Document excerpt =
········
I would like to check if my solution to a standard problem in Bayesian statistics is correct.
We study a simple noisy communication channel. Suppose that $\mathsf{X}$ is a binary signal that takes value $-1$ and $1$ with equal probability. The received signal is $\mathsf{Y} = \mathsf{X} + \mathsf{N}$, where $\mathsf{N}$ is a standard normal, independent of $\mathsf{X}$.
The decoder receives the value of $\mathsf{Y}$ and decides whether $\mathsf{X}$ was $1$ or $-1$ using the following decoding rule: $\mathsf{X}$ was $1$ if and only if: $$\mathbb{P}(\mathsf{X} =1 | \mathsf{Y} = y) > 2 \cdot \mathbb{P}(\mathsf{X} =-1 | \mathsf{Y} = y) .$$
It turns out that the decoding rule can be expressed in the form: decide in favour of $1$ if and only if $\mathsf{Y} > t$ for some threshold $t$. Find the threshold.
········
Raw data =

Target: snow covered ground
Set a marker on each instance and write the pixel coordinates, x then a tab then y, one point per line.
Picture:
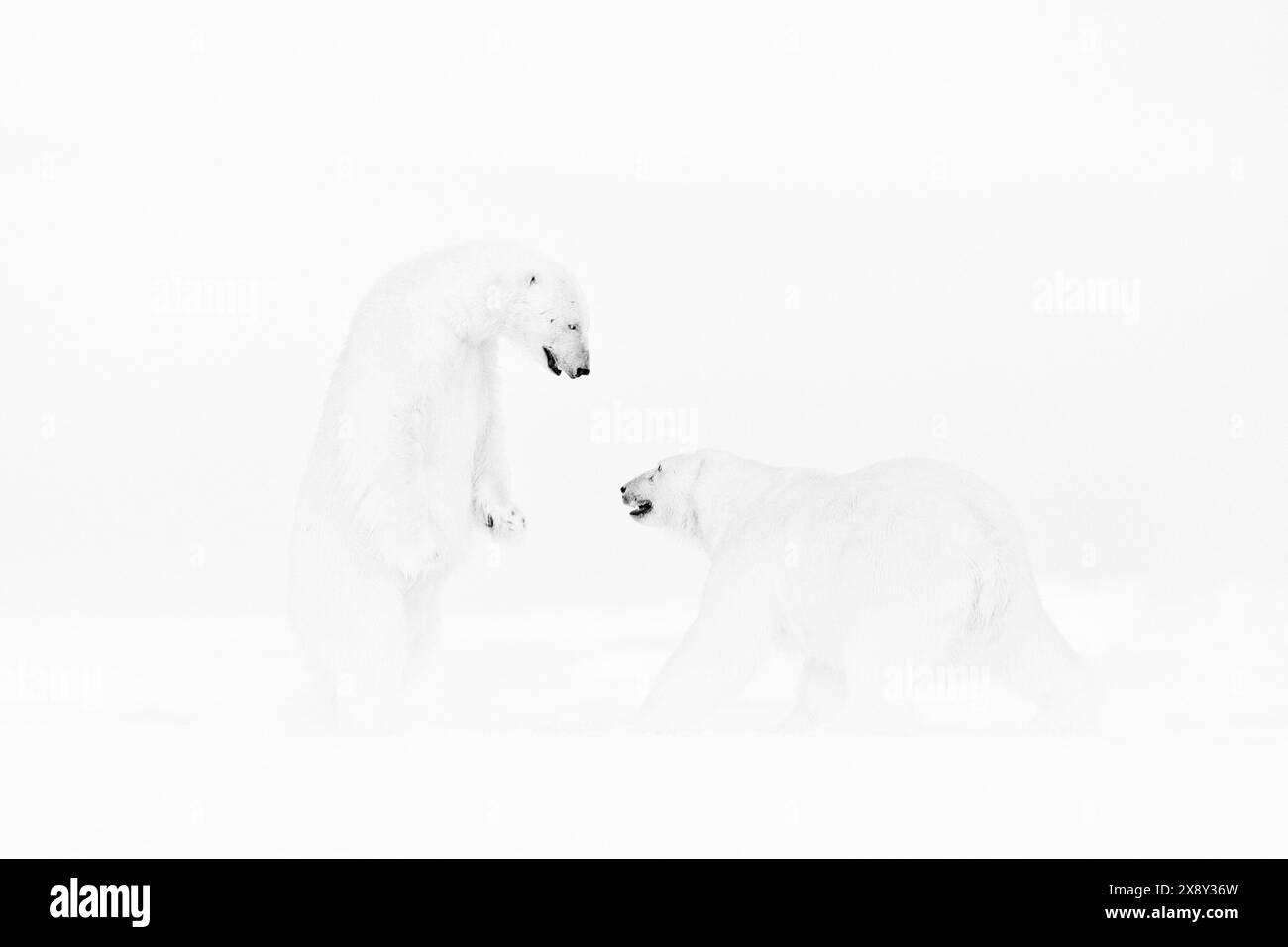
178	736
········
To do =
#1 Reproduce the stretch of the noisy channel decoding problem from "I would like" through "Find the threshold.".
#2 Continue the post on the noisy channel decoding problem from its last sentence onward.
The material plays no part here.

Results =
#1
I would like to check if my solution to a standard problem in Bayesian statistics is correct.
We study a simple noisy communication channel. Suppose that $\mathsf{X}$ is a binary signal that takes value $-1$ and $1$ with equal probability. The received signal is $\mathsf{Y} = \mathsf{X} + \mathsf{N}$, where $\mathsf{N}$ is a standard normal, independent of $\mathsf{X}$.
The decoder receives the value of $\mathsf{Y}$ and decides whether $\mathsf{X}$ was $1$ or $-1$ using the following decoding rule: $\mathsf{X}$ was $1$ if and only if: $$\mathbb{P}(\mathsf{X} =1 | \mathsf{Y} = y) > 2 \cdot \mathbb{P}(\mathsf{X} =-1 | \mathsf{Y} = y) .$$
It turns out that the decoding rule can be expressed in the form: decide in favour of $1$ if and only if $\mathsf{Y} > t$ for some threshold $t$. Find the threshold.

#2
My solution was to apply the mixed Bayes rule (e.g. $\mathbb{P}(\mathsf{X} =1 | \mathsf{Y}= y) =\frac{f_{\mathsf{Y}|x=1}(y) \cdot \mathbb{P}(\mathsf{X} =1)}{f_{\mathsf{Y}}(y)} $) to both sides and solve the inequality in the variable $y$.
After some computations, this led me to the threshold $$t=\frac{\ln(2)}{2}.$$ Does this solution make any sense?
Let's see. Abusing the notation $P(Y=y)$ to mean $f_Y(y)$...
$$ \begin{align} P(X =1 | Y = y) &> \lambda \, P(X =-1 | Y = y) \\ \frac{P(Y = y|X=1)P(X=1)}{P(Y=y)} &> \lambda \frac{P(Y = y|X=-1)P(X=-1)}{P(Y=y)} \\ P(Y = y|X=1) &> \lambda \, P(Y = y|X=1) \\ P(N=y-1) &> \lambda \, P(N=y+1) \\ \frac{1}{\sqrt {2 \pi}} \exp\left(-\frac{(y-1)^2}{2} \right) &> \lambda \, \frac{1}{\sqrt {2 \pi}} \exp\left(-\frac{(y+1)^2}{2} \right) \\ -\frac{(y-1)^2}{2} &> \log \lambda - \frac{(y+1)^2}{2} \\ y^2 +2y +1 &> 2 \log \lambda + y^2-2y +1 \\ 4y &> 2 \log \lambda \\ y &> \frac{ \log \lambda }{2} \\ \end{align}$$
So, yes, it seems you are right.